### Try it
Leaving out all pictures, transcribe the lines below exactly, from the first through the line containing "Body asks for one point per instance of the sage".

### Records for the exercise
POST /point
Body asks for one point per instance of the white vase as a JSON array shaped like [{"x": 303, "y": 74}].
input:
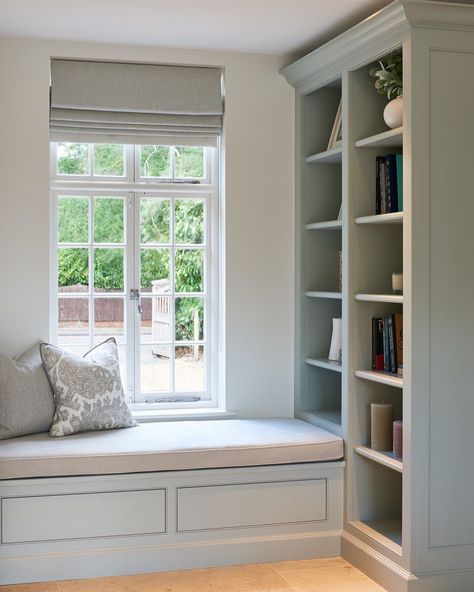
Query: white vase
[
  {"x": 393, "y": 113},
  {"x": 336, "y": 340}
]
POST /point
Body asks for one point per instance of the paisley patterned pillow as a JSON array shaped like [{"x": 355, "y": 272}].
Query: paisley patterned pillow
[{"x": 88, "y": 391}]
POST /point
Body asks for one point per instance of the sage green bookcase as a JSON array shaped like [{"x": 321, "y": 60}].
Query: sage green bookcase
[{"x": 408, "y": 523}]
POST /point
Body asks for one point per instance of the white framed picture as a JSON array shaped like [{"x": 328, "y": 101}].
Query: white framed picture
[{"x": 335, "y": 141}]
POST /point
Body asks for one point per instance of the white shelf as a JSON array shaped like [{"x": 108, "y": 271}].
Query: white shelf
[
  {"x": 324, "y": 363},
  {"x": 327, "y": 295},
  {"x": 381, "y": 377},
  {"x": 330, "y": 420},
  {"x": 333, "y": 156},
  {"x": 388, "y": 298},
  {"x": 389, "y": 139},
  {"x": 386, "y": 532},
  {"x": 393, "y": 218},
  {"x": 329, "y": 225},
  {"x": 387, "y": 459}
]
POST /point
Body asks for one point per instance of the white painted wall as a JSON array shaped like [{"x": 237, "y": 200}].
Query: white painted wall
[{"x": 259, "y": 176}]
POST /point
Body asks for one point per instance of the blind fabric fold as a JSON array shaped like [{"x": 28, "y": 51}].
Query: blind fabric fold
[{"x": 109, "y": 102}]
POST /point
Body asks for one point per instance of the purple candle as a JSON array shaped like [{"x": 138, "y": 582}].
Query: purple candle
[{"x": 398, "y": 438}]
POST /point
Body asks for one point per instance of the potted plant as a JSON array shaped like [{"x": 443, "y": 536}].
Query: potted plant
[{"x": 389, "y": 82}]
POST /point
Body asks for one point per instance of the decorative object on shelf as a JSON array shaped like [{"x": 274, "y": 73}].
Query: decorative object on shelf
[
  {"x": 389, "y": 82},
  {"x": 381, "y": 426},
  {"x": 398, "y": 438},
  {"x": 335, "y": 141},
  {"x": 397, "y": 283},
  {"x": 335, "y": 350},
  {"x": 339, "y": 261}
]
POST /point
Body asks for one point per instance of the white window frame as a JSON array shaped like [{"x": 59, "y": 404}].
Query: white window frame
[{"x": 131, "y": 188}]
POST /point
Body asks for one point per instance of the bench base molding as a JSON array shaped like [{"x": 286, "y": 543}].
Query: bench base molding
[{"x": 136, "y": 523}]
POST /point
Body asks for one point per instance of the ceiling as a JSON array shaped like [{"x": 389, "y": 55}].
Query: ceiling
[{"x": 261, "y": 26}]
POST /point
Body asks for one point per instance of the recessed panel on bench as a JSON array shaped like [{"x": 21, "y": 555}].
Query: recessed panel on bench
[
  {"x": 76, "y": 516},
  {"x": 251, "y": 504}
]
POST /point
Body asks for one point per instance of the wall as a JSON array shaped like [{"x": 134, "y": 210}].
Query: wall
[{"x": 259, "y": 209}]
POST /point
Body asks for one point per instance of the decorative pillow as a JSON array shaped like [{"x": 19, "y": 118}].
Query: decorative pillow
[
  {"x": 26, "y": 398},
  {"x": 88, "y": 391}
]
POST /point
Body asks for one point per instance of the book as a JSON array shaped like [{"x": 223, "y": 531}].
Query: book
[
  {"x": 398, "y": 337},
  {"x": 399, "y": 158}
]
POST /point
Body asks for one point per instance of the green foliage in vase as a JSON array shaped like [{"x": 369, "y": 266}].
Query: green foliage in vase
[{"x": 389, "y": 76}]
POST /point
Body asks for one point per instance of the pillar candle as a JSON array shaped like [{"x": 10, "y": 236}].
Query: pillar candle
[
  {"x": 381, "y": 429},
  {"x": 398, "y": 438}
]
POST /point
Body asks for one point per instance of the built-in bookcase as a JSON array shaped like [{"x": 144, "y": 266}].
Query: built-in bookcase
[{"x": 319, "y": 243}]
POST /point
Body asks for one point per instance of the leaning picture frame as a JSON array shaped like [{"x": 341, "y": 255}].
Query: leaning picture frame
[{"x": 335, "y": 140}]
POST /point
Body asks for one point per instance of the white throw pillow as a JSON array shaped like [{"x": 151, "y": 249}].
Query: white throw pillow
[{"x": 88, "y": 391}]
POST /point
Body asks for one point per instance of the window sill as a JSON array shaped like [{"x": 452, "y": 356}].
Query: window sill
[{"x": 145, "y": 416}]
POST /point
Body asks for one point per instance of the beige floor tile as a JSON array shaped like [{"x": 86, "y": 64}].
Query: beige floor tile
[
  {"x": 335, "y": 578},
  {"x": 246, "y": 578},
  {"x": 41, "y": 587}
]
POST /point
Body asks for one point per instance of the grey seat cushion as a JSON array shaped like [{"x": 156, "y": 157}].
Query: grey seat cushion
[
  {"x": 26, "y": 398},
  {"x": 170, "y": 446}
]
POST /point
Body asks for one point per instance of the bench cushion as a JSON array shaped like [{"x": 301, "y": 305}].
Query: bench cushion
[{"x": 170, "y": 446}]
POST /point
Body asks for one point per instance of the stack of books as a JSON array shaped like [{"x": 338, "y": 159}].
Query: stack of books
[
  {"x": 387, "y": 344},
  {"x": 389, "y": 188}
]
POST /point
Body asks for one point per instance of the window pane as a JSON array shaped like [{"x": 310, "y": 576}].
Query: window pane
[
  {"x": 108, "y": 160},
  {"x": 155, "y": 269},
  {"x": 109, "y": 319},
  {"x": 189, "y": 372},
  {"x": 108, "y": 220},
  {"x": 189, "y": 270},
  {"x": 189, "y": 221},
  {"x": 155, "y": 161},
  {"x": 154, "y": 220},
  {"x": 73, "y": 159},
  {"x": 73, "y": 220},
  {"x": 73, "y": 321},
  {"x": 108, "y": 270},
  {"x": 156, "y": 320},
  {"x": 188, "y": 162},
  {"x": 73, "y": 270},
  {"x": 189, "y": 315},
  {"x": 155, "y": 368}
]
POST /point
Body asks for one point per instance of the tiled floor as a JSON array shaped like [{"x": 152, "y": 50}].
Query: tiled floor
[{"x": 312, "y": 575}]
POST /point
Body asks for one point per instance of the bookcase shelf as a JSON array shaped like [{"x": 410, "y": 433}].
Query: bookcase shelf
[
  {"x": 328, "y": 225},
  {"x": 387, "y": 459},
  {"x": 319, "y": 294},
  {"x": 389, "y": 139},
  {"x": 393, "y": 218},
  {"x": 380, "y": 377},
  {"x": 388, "y": 298},
  {"x": 324, "y": 363},
  {"x": 333, "y": 156}
]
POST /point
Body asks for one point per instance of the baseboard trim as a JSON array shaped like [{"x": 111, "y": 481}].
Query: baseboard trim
[
  {"x": 133, "y": 559},
  {"x": 382, "y": 570}
]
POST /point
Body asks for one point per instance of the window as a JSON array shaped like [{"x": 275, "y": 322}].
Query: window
[{"x": 135, "y": 257}]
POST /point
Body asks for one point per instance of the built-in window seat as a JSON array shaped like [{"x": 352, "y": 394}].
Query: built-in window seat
[{"x": 169, "y": 495}]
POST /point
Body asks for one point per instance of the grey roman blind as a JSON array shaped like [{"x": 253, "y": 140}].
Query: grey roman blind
[{"x": 121, "y": 103}]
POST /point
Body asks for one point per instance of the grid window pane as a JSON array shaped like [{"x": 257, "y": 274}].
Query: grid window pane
[
  {"x": 155, "y": 368},
  {"x": 154, "y": 221},
  {"x": 155, "y": 161},
  {"x": 73, "y": 159},
  {"x": 189, "y": 369},
  {"x": 189, "y": 264},
  {"x": 108, "y": 220},
  {"x": 109, "y": 160},
  {"x": 188, "y": 162},
  {"x": 73, "y": 321},
  {"x": 73, "y": 270},
  {"x": 189, "y": 221},
  {"x": 73, "y": 220},
  {"x": 189, "y": 319},
  {"x": 108, "y": 270}
]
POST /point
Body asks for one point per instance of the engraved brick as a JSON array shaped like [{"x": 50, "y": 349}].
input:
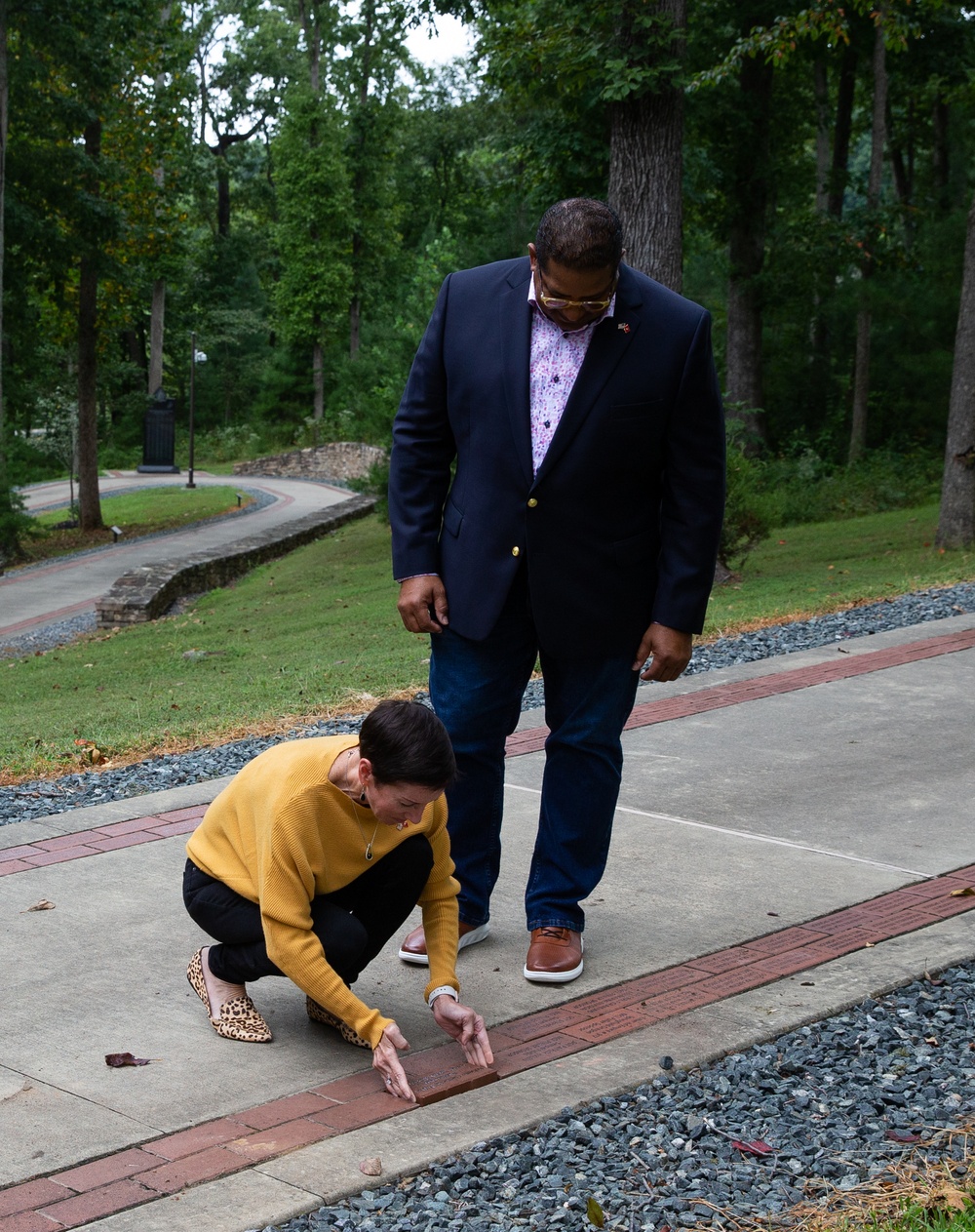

### Response area
POST /point
Body asks for one point per instance of the white vase as a JSON array shaped like [{"x": 303, "y": 74}].
input:
Query: white vase
[
  {"x": 393, "y": 113},
  {"x": 336, "y": 340}
]
POST /point
Body asks for one point per instance of the paisley patterned pillow as a JSON array shaped like [{"x": 355, "y": 272}].
Query: paisley patterned pillow
[{"x": 88, "y": 391}]
POST /point
Body asks for one point per instance of the sage green bookcase as a JSON array shaped like [{"x": 321, "y": 60}].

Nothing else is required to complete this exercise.